→ Work to do
Return all of the entries exactly, with nothing added or left out.
--
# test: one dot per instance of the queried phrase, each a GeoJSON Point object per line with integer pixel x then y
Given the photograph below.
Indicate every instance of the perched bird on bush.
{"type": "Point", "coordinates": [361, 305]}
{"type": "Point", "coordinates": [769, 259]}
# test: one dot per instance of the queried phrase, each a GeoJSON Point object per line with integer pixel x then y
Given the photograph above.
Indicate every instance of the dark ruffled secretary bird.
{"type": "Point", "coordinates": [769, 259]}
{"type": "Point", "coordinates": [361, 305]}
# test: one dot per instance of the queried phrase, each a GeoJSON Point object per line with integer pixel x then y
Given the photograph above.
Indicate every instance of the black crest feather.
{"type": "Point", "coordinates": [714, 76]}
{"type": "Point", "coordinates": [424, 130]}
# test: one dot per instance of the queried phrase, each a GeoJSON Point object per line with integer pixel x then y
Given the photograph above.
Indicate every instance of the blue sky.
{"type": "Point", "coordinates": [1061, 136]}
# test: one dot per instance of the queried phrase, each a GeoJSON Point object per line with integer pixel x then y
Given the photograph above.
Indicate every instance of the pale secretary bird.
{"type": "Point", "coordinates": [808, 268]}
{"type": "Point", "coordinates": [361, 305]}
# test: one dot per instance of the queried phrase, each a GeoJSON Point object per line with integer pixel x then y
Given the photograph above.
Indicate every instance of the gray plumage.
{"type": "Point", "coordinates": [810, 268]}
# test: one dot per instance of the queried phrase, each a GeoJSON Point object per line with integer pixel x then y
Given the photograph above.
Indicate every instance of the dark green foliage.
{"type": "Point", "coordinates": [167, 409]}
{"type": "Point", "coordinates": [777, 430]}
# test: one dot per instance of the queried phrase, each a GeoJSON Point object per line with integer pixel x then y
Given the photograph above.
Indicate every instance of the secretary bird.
--
→ Output of the exercise
# test: one dot per instance of the queried phrase, each a GeoJSON Point object per line with integer pixel x then y
Given the photograph below.
Indicate every instance of the perched bird on bush.
{"type": "Point", "coordinates": [361, 305]}
{"type": "Point", "coordinates": [769, 259]}
# test: one dot per instance of the queried phrase, each a GeoJSON Point object per line with integer pixel x then y
Given the photograph above.
Indicate every instance of the dark ruffled secretary bird.
{"type": "Point", "coordinates": [769, 259]}
{"type": "Point", "coordinates": [361, 305]}
# test: one dot per instance of the queried phrase, each a GeoJSON Point object per line with integer pixel x then y
Given the photograph above.
Indicate every instance of the black crest feather.
{"type": "Point", "coordinates": [714, 76]}
{"type": "Point", "coordinates": [424, 130]}
# test: one dot per instance of the queried phrase, each a GeoJSON Point object per line with integer pixel x then y
Given the photograph above.
Indicate every instance of the blue sky.
{"type": "Point", "coordinates": [1061, 136]}
# test: one dot per instance of the queried phrase, each a GeoJSON Point object per line with integer pixel x then y
Given the photograph above.
Indicate every instance of the pale secretary bird.
{"type": "Point", "coordinates": [808, 268]}
{"type": "Point", "coordinates": [361, 305]}
# test: one dot per instance of the queried phrase, each a GeoJSON Point object per line with integer pixel x then y
Given the photograph above.
Indicate every instance of the gray plumage.
{"type": "Point", "coordinates": [810, 268]}
# test: one dot per instance of the queried phrase, each a GeoJSON Point object per line with integer pixel x then y
Given the photograph above.
Indicate every instance of the dark green foliage.
{"type": "Point", "coordinates": [167, 409]}
{"type": "Point", "coordinates": [777, 430]}
# test: one dot per instance of the queried phrase, each a GeoJSON Point object per line with integer pixel x then y
Given the photograph above.
Indicate every instance of the secretary bird.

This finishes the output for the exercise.